======== Input data ========

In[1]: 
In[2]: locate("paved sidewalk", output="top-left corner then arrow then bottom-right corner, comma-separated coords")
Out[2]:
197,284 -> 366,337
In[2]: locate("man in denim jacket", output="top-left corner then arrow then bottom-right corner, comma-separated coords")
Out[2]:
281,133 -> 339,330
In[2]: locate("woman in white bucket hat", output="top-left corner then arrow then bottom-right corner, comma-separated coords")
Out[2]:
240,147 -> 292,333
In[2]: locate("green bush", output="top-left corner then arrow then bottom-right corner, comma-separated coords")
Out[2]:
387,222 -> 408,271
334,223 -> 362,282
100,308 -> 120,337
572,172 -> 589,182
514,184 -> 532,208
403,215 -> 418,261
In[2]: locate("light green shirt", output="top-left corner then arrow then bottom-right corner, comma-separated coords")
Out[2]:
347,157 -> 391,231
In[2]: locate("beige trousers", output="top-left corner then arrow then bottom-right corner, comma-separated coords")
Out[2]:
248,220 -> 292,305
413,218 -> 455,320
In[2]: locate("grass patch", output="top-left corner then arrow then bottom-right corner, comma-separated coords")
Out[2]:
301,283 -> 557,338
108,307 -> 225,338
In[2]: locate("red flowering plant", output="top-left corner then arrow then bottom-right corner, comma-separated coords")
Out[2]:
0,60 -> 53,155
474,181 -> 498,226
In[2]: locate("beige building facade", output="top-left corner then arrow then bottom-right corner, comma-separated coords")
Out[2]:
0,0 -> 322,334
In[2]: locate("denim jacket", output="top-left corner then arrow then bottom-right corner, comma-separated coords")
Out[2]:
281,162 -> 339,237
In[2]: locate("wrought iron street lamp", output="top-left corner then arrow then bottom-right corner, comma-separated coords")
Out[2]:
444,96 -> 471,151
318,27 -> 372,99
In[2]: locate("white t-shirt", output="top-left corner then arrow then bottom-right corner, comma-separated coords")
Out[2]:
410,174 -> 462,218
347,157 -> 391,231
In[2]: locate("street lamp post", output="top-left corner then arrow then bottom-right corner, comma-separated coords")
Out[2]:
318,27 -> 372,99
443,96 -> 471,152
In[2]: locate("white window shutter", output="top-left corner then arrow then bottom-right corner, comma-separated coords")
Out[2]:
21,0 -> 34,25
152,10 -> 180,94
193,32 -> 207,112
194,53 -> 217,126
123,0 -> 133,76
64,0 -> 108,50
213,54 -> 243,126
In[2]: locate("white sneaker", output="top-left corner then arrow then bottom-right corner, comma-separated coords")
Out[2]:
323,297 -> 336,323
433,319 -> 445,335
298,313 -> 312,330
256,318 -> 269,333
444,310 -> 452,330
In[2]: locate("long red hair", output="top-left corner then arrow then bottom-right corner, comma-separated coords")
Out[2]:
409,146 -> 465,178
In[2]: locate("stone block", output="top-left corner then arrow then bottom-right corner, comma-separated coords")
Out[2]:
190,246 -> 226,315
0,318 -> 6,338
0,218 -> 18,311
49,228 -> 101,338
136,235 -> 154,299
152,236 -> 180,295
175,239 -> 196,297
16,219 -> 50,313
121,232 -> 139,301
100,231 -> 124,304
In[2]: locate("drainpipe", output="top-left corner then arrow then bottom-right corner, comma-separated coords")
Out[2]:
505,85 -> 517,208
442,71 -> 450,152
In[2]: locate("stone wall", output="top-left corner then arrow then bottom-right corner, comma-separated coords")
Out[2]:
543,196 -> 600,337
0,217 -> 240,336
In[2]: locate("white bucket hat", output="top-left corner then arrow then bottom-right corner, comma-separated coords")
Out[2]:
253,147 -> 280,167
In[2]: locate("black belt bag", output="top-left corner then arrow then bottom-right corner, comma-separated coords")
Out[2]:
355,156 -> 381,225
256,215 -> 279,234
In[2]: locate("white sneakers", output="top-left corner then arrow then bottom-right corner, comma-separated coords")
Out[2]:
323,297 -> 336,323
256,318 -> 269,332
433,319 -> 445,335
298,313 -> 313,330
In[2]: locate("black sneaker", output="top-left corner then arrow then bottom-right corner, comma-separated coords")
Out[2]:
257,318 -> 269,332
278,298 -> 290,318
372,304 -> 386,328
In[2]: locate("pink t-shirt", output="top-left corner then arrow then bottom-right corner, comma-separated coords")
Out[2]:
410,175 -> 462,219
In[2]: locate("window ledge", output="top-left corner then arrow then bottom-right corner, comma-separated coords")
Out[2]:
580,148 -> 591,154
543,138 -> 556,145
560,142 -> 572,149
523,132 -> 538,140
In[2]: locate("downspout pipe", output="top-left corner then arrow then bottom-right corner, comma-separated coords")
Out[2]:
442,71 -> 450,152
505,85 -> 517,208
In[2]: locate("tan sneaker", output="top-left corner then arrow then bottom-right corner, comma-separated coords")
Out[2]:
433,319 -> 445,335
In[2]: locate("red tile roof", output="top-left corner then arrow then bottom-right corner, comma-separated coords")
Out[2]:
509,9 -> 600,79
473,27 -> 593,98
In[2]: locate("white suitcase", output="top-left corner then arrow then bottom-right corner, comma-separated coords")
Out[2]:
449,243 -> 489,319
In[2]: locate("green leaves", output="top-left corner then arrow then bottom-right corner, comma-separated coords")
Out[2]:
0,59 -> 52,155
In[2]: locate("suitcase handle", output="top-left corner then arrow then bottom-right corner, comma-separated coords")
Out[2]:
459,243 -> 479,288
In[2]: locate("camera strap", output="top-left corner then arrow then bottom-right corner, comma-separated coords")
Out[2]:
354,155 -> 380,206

========

- _Exercise requirements_
Your task is to repeat each line of the material exactly.

- _Answer box_
In[1]: 
In[2]: locate("paved sidewalk", output="top-left corner then arrow then bottom-right corner, comma-separated coords")
Out[2]:
197,284 -> 366,337
In[2]: locate("man in denim jacket", output="top-left corner then arrow then bottom-right corner, comma-separated coords")
Out[2]:
281,133 -> 339,330
In[2]: locate("woman in white bucket hat", output="top-left corner then arrow then bottom-right corner, comma-separated coords")
Out[2]:
240,147 -> 292,333
In[2]: locate("green bush", output="top-left corner then arrow then bottom-right corner, comma-separated coords")
Out[2]:
387,222 -> 408,271
334,223 -> 362,282
100,308 -> 120,337
572,172 -> 589,182
514,184 -> 532,208
403,215 -> 418,261
In[2]: locate("light green shirt", output="top-left corner then arrow then bottom-right corner, comma-separated coords")
Out[2]:
347,157 -> 391,231
In[2]: locate("beige trousers", output="top-left corner then arrow then bottom-right corner, comma-separated coords")
Out[2]:
248,220 -> 292,305
413,218 -> 455,320
In[2]: locate("grass patch", output="top-left corner then arrow then bottom-right corner, comma-separated coords")
Out[2]:
301,283 -> 557,338
108,307 -> 225,338
In[2]: locate("red flowering plant", output="top-left corner then arrow then bottom-right corner, comma-separated coords")
Out[2]:
0,60 -> 53,155
474,181 -> 498,226
In[2]: locate("beige building facade", output="top-left corner then arrow then bottom-right corner, comma-separated coords")
Out[2]:
0,0 -> 322,334
In[2]: locate("denim jacket", output="top-left corner then arrow then bottom-right corner, comma-separated coords")
Out[2]:
281,162 -> 339,237
In[2]: locate("wrought iron street lamp", output="top-left corner then arrow then bottom-right corner, comma-separated coords")
Out[2]:
444,96 -> 471,151
318,27 -> 372,99
In[2]: locate("white t-shirt", output="top-left corner then arrow then bottom-right corner, comma-separated coords")
Out[2]:
410,174 -> 462,218
347,157 -> 391,231
In[2]: locate("street lamp post", output="top-left corner then arrow then bottom-right corner, comma-separated coords")
Out[2]:
318,27 -> 372,99
443,96 -> 471,152
In[2]: locate("white window shutter", output="top-left corner then arrow then bottom-right corner, comma-separated coords")
Out[2]:
21,0 -> 34,25
152,10 -> 180,94
193,32 -> 207,112
194,53 -> 217,126
123,0 -> 133,76
64,0 -> 108,50
213,54 -> 243,126
In[2]: locate("white sneaker", output="top-left corner then arrow then bottom-right corner, comma-separated coords")
Out[2]:
323,297 -> 336,323
433,319 -> 445,335
298,313 -> 312,330
256,318 -> 269,333
444,310 -> 452,330
In[2]: locate("long red hair", output="top-left corner then arrow then bottom-right corner, comma-separated coords")
Out[2]:
409,146 -> 465,178
In[2]: locate("stone block", output="top-left corner then arrow then bottom-right corner, comma-separated coords")
Out[2]:
190,246 -> 226,315
0,318 -> 6,338
0,218 -> 18,311
49,228 -> 101,338
136,235 -> 154,299
152,236 -> 180,295
175,239 -> 196,297
16,219 -> 50,313
121,232 -> 139,301
100,231 -> 124,304
In[2]: locate("drainpipe", output="top-left corner then arrow then bottom-right corner, comma-separated coords")
Out[2]:
505,85 -> 517,208
442,71 -> 450,152
In[2]: locate("stone wall", output="top-left corner then arrow then bottom-right corner, comma-separated coords")
Out[2]:
543,196 -> 600,337
0,217 -> 240,336
In[2]: locate("white bucket hat", output="top-left corner then arrow then bottom-right corner, comma-separated coords")
Out[2]:
253,147 -> 280,167
In[2]: locate("black belt bag", output="top-left corner then arrow then bottom-right corner, comma-separated coords")
Out[2]:
355,156 -> 381,225
256,215 -> 279,234
In[2]: locate("white sneakers", output="top-left corner then arrow then bottom-right corner, comma-separated coords")
Out[2]:
323,297 -> 336,323
256,318 -> 269,332
433,319 -> 445,335
298,313 -> 313,330
In[2]: locate("black sneaker", output="top-left corner then arrow then bottom-right corner, comma-separated coords")
Out[2]:
257,318 -> 269,332
278,298 -> 290,318
372,304 -> 386,328
In[2]: locate("pink t-shirt", output="top-left corner then arrow then bottom-right corner, comma-separated coords")
Out[2]:
410,175 -> 462,219
In[2]: locate("window ledge", output="top-left corner then arrow then bottom-right corner, comma-separated coords")
Out[2]:
580,148 -> 591,154
543,138 -> 556,145
560,142 -> 572,149
523,132 -> 538,140
In[2]: locate("downspout pipe", output="top-left corner then arrow then bottom-right corner, comma-separated coords")
Out[2]:
442,71 -> 450,152
505,85 -> 517,208
In[2]: locate("tan sneaker", output="top-left corner then arrow then bottom-right corner, comma-separated coords")
Out[2]:
433,319 -> 445,335
In[2]: locate("red tile roof", output="top-left corner then arrow then bottom-right corner, comma-separated coords")
Out[2]:
509,9 -> 600,79
473,27 -> 593,98
In[2]: locate("white suitcase", output="top-left corner then arrow then bottom-right corner, comma-separated coords")
Out[2]:
449,243 -> 489,319
In[2]: locate("green leaves", output="top-left corner then arrow then bottom-right corner, comma-separated coords")
Out[2]:
0,59 -> 52,155
In[2]: locate("suitcase handle", output="top-left corner then arrow then bottom-right corner, comma-separated coords")
Out[2]:
459,243 -> 479,288
In[2]: locate("camera strap", output="top-left corner then arrow then bottom-right corner, comma-separated coords")
Out[2]:
354,155 -> 380,206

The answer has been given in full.